* **Problem description**
List every line in the rows below that contains the word "blonde", treating uppercase and lowercase as different.

* **Entries supplied**
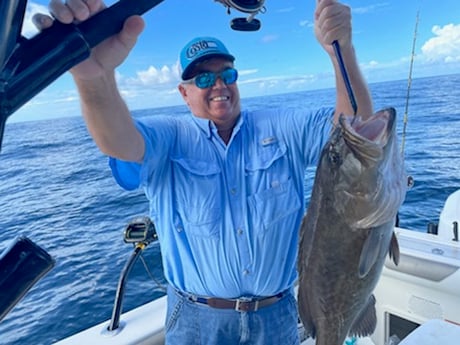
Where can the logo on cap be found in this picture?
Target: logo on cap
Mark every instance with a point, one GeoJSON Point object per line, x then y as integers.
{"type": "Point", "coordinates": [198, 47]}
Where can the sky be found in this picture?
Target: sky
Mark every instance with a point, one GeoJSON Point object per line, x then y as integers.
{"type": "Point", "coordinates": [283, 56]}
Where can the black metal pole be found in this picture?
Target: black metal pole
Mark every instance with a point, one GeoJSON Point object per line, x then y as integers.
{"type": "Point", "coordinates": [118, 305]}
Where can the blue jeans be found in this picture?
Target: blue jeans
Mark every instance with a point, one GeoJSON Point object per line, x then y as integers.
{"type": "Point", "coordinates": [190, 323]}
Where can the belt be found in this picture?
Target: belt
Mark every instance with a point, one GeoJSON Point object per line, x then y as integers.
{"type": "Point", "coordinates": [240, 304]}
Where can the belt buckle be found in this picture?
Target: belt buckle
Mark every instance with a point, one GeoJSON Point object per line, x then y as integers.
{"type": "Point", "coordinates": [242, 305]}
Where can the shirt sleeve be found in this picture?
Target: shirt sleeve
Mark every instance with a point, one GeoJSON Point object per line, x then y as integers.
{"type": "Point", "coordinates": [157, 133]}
--
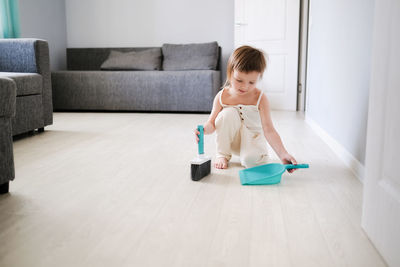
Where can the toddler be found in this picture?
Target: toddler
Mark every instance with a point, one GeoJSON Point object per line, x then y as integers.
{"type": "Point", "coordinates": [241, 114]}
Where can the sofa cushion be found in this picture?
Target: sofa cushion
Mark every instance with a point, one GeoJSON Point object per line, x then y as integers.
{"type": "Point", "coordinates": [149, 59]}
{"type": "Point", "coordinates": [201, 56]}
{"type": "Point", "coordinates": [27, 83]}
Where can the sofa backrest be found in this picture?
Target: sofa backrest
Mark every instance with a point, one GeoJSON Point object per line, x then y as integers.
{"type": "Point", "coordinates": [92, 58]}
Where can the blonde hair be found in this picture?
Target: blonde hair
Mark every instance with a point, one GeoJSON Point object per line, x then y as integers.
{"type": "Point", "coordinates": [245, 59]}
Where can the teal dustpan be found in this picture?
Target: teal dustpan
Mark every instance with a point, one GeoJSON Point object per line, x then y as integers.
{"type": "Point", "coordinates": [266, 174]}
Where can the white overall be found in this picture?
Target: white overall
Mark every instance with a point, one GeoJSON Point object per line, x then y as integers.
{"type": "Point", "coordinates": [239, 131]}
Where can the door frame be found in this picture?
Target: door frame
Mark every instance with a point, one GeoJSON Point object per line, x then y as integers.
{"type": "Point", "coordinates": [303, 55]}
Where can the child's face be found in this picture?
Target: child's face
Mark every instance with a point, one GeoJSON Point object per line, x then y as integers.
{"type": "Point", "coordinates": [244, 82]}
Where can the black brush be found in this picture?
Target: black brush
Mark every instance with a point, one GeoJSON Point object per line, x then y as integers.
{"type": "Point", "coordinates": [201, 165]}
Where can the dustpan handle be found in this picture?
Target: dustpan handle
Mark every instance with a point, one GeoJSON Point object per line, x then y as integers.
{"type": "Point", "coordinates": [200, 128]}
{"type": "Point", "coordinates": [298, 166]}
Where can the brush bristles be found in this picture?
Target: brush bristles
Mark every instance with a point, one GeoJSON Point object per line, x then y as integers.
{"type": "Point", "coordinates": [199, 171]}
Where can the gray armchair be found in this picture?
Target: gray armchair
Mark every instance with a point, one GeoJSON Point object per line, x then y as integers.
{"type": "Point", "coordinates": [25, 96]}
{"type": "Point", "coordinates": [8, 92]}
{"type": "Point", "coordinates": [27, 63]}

* **Task answer**
Where can the blonde hair be found in this picture?
Target: blonde hair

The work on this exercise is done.